===== Records for this exercise =====

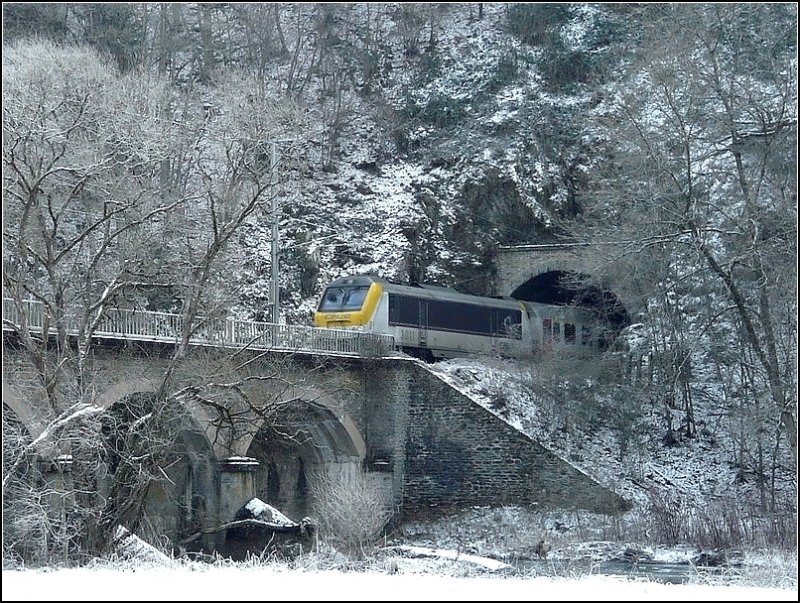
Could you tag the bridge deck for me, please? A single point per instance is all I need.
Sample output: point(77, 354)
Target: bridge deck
point(141, 325)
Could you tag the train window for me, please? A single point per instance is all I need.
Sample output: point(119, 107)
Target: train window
point(569, 332)
point(343, 298)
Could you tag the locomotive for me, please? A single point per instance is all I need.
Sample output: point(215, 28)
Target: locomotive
point(432, 322)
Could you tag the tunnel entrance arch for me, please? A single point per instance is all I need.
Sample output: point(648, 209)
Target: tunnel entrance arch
point(564, 287)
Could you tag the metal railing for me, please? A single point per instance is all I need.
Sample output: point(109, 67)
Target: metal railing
point(142, 325)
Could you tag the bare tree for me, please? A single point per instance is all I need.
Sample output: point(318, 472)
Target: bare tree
point(112, 185)
point(703, 196)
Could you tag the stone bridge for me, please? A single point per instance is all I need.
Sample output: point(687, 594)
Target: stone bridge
point(547, 273)
point(299, 418)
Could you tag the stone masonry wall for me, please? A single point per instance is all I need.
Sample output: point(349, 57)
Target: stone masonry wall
point(458, 454)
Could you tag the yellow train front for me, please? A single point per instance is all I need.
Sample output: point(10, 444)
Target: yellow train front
point(427, 321)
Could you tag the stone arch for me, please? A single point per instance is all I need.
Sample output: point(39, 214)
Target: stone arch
point(182, 498)
point(317, 436)
point(562, 287)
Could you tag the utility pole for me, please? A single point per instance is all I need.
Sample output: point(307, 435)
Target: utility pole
point(275, 293)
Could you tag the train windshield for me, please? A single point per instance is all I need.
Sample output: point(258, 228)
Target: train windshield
point(341, 299)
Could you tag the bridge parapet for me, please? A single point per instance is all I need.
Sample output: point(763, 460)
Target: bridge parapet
point(142, 325)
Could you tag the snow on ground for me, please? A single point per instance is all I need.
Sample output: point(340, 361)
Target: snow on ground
point(279, 583)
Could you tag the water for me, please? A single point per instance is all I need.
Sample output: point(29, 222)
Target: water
point(654, 571)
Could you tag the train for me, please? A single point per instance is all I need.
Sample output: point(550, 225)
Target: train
point(434, 323)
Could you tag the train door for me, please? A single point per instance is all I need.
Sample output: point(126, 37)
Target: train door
point(423, 323)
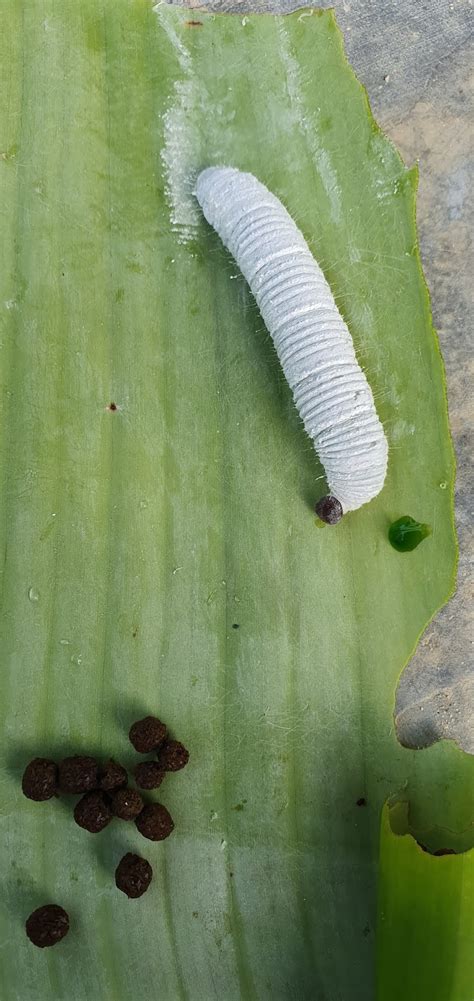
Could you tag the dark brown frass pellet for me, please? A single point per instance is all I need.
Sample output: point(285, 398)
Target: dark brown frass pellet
point(47, 925)
point(78, 774)
point(40, 780)
point(133, 875)
point(154, 822)
point(329, 510)
point(112, 776)
point(147, 735)
point(126, 804)
point(173, 756)
point(92, 813)
point(149, 775)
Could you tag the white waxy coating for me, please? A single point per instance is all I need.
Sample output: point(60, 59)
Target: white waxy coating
point(313, 342)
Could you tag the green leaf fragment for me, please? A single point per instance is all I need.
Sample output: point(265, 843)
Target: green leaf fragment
point(405, 534)
point(425, 927)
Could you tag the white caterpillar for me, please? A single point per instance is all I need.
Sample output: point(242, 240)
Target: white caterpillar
point(313, 342)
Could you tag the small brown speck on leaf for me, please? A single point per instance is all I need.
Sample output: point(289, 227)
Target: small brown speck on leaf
point(173, 756)
point(133, 875)
point(78, 774)
point(126, 804)
point(40, 779)
point(47, 925)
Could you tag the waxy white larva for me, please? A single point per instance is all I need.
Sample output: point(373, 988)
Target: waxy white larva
point(313, 342)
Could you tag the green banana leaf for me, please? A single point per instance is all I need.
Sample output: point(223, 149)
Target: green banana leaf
point(135, 541)
point(425, 917)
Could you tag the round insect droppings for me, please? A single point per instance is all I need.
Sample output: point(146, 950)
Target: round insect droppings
point(133, 875)
point(154, 822)
point(312, 340)
point(147, 735)
point(126, 804)
point(92, 813)
point(78, 774)
point(47, 925)
point(149, 775)
point(40, 780)
point(329, 510)
point(112, 776)
point(173, 756)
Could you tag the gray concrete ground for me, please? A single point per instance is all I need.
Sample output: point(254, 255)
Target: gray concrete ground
point(416, 60)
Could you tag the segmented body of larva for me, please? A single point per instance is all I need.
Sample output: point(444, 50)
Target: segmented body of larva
point(313, 342)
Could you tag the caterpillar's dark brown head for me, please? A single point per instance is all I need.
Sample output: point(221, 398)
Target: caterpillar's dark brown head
point(329, 510)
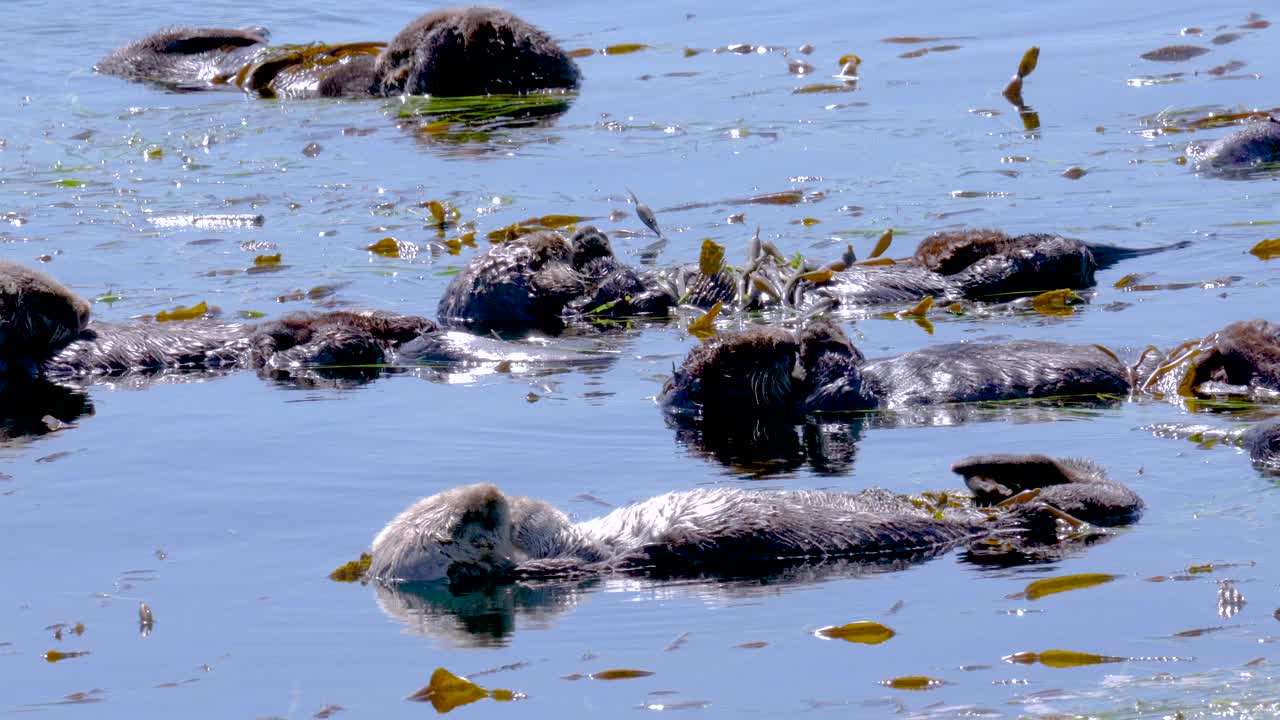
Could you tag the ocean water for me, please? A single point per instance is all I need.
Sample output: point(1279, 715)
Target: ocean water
point(224, 502)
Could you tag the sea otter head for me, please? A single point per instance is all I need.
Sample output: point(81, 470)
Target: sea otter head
point(462, 51)
point(1242, 354)
point(461, 536)
point(831, 369)
point(39, 317)
point(521, 285)
point(746, 373)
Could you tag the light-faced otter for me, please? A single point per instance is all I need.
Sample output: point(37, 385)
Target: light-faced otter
point(1242, 360)
point(1253, 145)
point(478, 533)
point(972, 264)
point(775, 373)
point(45, 331)
point(39, 317)
point(452, 51)
point(542, 279)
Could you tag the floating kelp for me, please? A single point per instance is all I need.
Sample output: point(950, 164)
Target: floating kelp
point(179, 313)
point(58, 656)
point(1063, 659)
point(711, 260)
point(914, 683)
point(1057, 302)
point(704, 328)
point(487, 110)
point(146, 619)
point(620, 674)
point(1014, 89)
point(393, 247)
point(1052, 586)
point(352, 572)
point(447, 691)
point(864, 632)
point(1174, 53)
point(1266, 249)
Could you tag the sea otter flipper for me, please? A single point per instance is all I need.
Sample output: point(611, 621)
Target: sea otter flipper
point(1262, 442)
point(1077, 487)
point(184, 57)
point(1253, 145)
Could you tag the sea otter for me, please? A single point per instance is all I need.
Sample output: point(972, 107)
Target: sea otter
point(775, 373)
point(476, 533)
point(45, 331)
point(37, 318)
point(452, 51)
point(1253, 145)
point(1262, 442)
point(542, 279)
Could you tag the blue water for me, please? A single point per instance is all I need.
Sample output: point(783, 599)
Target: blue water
point(225, 504)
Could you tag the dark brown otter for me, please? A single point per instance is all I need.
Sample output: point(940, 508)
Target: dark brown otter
point(39, 317)
point(767, 372)
point(1242, 359)
point(1262, 442)
point(452, 51)
point(478, 533)
point(974, 264)
point(471, 51)
point(45, 332)
point(539, 281)
point(1255, 145)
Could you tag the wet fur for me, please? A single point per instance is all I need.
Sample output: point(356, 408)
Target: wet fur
point(39, 317)
point(452, 51)
point(472, 51)
point(478, 533)
point(823, 372)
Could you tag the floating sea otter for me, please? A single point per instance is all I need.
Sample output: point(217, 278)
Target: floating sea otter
point(479, 534)
point(773, 373)
point(1256, 145)
point(446, 53)
point(45, 331)
point(540, 279)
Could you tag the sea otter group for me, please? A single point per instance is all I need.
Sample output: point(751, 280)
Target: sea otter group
point(543, 282)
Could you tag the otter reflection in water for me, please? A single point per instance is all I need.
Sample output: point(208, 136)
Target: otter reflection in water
point(542, 281)
point(455, 51)
point(478, 533)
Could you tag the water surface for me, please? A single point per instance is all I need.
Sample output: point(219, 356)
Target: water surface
point(224, 504)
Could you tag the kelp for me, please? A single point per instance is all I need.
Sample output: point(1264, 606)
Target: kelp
point(352, 572)
point(487, 110)
point(1065, 583)
point(447, 692)
point(864, 632)
point(179, 313)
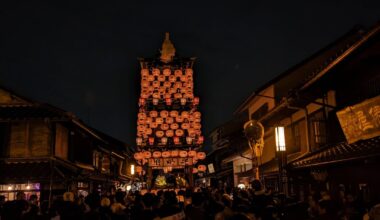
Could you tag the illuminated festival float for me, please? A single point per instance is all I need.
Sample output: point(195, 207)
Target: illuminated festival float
point(169, 123)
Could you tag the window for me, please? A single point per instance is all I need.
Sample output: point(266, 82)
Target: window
point(319, 132)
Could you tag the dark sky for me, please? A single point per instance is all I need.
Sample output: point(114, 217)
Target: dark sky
point(82, 57)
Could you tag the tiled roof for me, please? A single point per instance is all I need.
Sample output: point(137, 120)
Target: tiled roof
point(340, 153)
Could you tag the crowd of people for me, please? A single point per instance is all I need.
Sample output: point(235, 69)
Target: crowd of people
point(190, 204)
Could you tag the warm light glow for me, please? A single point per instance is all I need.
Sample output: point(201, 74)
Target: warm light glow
point(280, 139)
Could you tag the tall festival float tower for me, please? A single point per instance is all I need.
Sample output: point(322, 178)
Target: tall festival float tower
point(169, 133)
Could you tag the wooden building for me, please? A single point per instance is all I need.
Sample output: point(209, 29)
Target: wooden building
point(305, 100)
point(46, 151)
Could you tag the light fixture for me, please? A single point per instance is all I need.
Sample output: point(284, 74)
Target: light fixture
point(280, 139)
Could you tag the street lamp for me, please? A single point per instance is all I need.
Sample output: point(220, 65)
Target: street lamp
point(281, 149)
point(254, 132)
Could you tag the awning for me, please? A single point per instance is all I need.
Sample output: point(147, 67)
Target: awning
point(341, 152)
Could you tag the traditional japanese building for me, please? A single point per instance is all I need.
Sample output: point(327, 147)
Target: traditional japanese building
point(47, 151)
point(169, 122)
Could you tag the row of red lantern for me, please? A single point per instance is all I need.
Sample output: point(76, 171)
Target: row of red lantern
point(169, 101)
point(164, 140)
point(166, 114)
point(167, 154)
point(166, 72)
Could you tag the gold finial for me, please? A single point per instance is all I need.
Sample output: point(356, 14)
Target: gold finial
point(168, 50)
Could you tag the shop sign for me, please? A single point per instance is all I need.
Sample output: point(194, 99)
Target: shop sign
point(361, 121)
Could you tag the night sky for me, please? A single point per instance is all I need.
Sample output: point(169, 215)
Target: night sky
point(82, 57)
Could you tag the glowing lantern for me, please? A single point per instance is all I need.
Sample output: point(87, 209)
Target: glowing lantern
point(178, 73)
point(141, 101)
point(168, 101)
point(164, 113)
point(141, 115)
point(189, 72)
point(173, 114)
point(153, 114)
point(174, 126)
point(153, 124)
point(166, 154)
point(150, 78)
point(183, 153)
point(167, 84)
point(157, 154)
point(166, 72)
point(159, 120)
point(202, 168)
point(148, 131)
point(183, 101)
point(148, 120)
point(164, 127)
point(138, 169)
point(200, 140)
point(156, 95)
point(185, 126)
point(179, 132)
point(172, 78)
point(192, 153)
point(147, 154)
point(197, 115)
point(174, 153)
point(161, 78)
point(138, 156)
point(176, 140)
point(197, 126)
point(183, 78)
point(144, 72)
point(160, 133)
point(155, 72)
point(169, 120)
point(169, 133)
point(201, 155)
point(196, 101)
point(151, 140)
point(177, 95)
point(189, 140)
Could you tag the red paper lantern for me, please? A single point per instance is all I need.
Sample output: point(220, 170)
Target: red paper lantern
point(201, 155)
point(174, 153)
point(176, 140)
point(138, 156)
point(147, 154)
point(166, 154)
point(183, 153)
point(151, 140)
point(157, 154)
point(196, 101)
point(192, 153)
point(202, 168)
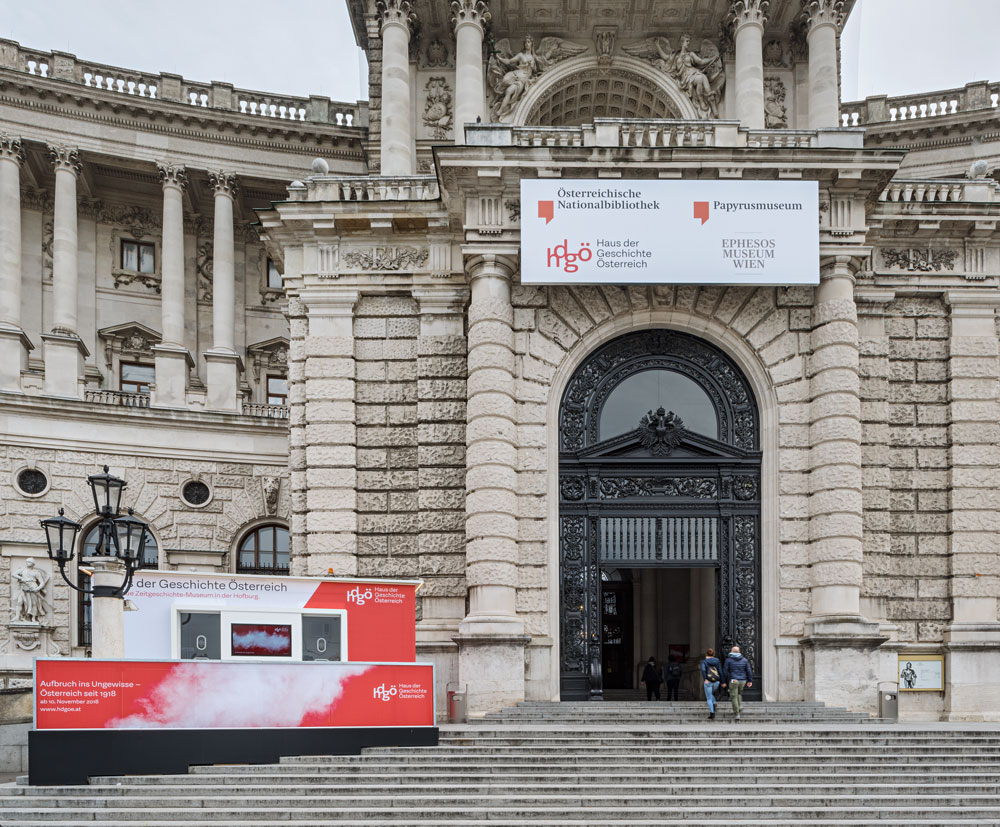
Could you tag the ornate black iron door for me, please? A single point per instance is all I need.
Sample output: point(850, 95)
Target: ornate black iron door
point(659, 494)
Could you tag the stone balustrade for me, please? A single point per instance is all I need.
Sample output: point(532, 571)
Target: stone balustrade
point(666, 133)
point(176, 89)
point(366, 188)
point(945, 189)
point(882, 109)
point(118, 398)
point(264, 411)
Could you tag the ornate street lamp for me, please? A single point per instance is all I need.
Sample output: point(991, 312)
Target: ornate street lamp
point(121, 537)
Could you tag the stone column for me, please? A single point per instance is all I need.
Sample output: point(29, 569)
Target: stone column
point(468, 16)
point(14, 344)
point(972, 640)
point(224, 365)
point(491, 637)
point(824, 19)
point(749, 18)
point(838, 639)
point(330, 436)
point(172, 359)
point(108, 618)
point(441, 416)
point(397, 16)
point(64, 351)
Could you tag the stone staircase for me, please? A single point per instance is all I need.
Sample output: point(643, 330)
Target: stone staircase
point(580, 764)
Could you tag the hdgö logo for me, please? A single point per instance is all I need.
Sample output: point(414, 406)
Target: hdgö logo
point(355, 595)
point(560, 256)
point(384, 693)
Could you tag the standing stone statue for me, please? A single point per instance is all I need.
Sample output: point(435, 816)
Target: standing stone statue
point(29, 601)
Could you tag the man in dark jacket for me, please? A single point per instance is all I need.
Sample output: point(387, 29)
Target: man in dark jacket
point(651, 677)
point(738, 675)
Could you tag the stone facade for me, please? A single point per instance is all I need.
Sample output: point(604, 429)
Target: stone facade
point(425, 380)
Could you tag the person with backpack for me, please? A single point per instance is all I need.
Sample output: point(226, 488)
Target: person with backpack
point(738, 674)
point(711, 674)
point(673, 672)
point(651, 677)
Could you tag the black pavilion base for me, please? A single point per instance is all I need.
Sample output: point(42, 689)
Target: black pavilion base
point(69, 756)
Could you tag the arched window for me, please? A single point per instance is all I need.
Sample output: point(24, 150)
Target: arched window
point(649, 390)
point(264, 550)
point(92, 546)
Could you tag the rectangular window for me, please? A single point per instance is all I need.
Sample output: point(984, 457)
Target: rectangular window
point(269, 640)
point(273, 276)
point(135, 378)
point(320, 637)
point(277, 390)
point(138, 256)
point(201, 636)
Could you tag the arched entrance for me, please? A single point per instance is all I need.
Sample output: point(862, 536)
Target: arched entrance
point(659, 509)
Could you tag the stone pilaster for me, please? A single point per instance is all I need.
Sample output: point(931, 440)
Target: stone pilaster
point(824, 19)
point(173, 360)
point(840, 667)
point(396, 17)
point(14, 344)
point(749, 18)
point(224, 365)
point(491, 637)
point(328, 455)
point(441, 415)
point(468, 17)
point(64, 350)
point(972, 640)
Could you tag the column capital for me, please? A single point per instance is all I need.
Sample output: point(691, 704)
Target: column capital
point(396, 13)
point(11, 149)
point(816, 13)
point(64, 157)
point(172, 175)
point(474, 12)
point(744, 12)
point(498, 265)
point(224, 183)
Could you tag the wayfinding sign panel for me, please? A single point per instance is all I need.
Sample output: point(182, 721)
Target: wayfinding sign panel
point(669, 232)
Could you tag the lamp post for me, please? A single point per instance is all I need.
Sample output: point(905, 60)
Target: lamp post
point(120, 547)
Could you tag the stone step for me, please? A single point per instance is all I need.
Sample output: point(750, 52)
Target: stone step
point(897, 814)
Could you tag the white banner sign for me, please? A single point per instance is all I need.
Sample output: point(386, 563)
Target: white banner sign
point(659, 232)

=====

Starting with the first line of the items and going on through the line with "point(564, 287)", write the lines out again, changing every "Sample output" to "Example output" and leaving everything else as it is. Leave the pictures out.

# [Exercise answer]
Could you tag the bridge deck for me, please? A single point per instance is all I need.
Example output: point(77, 354)
Target: bridge deck
point(141, 325)
Could you tag the train window for me, please? A single point per instance is all I need.
Example output: point(119, 107)
Target: train window
point(569, 332)
point(343, 298)
Could you tag the locomotive for me, please? A single point per instance is all I need.
Example output: point(215, 28)
Target: locomotive
point(432, 322)
Could you tag the tunnel entrance arch for me, please? A single point per instance is all I need.
Example output: point(648, 209)
Target: tunnel entrance arch
point(564, 287)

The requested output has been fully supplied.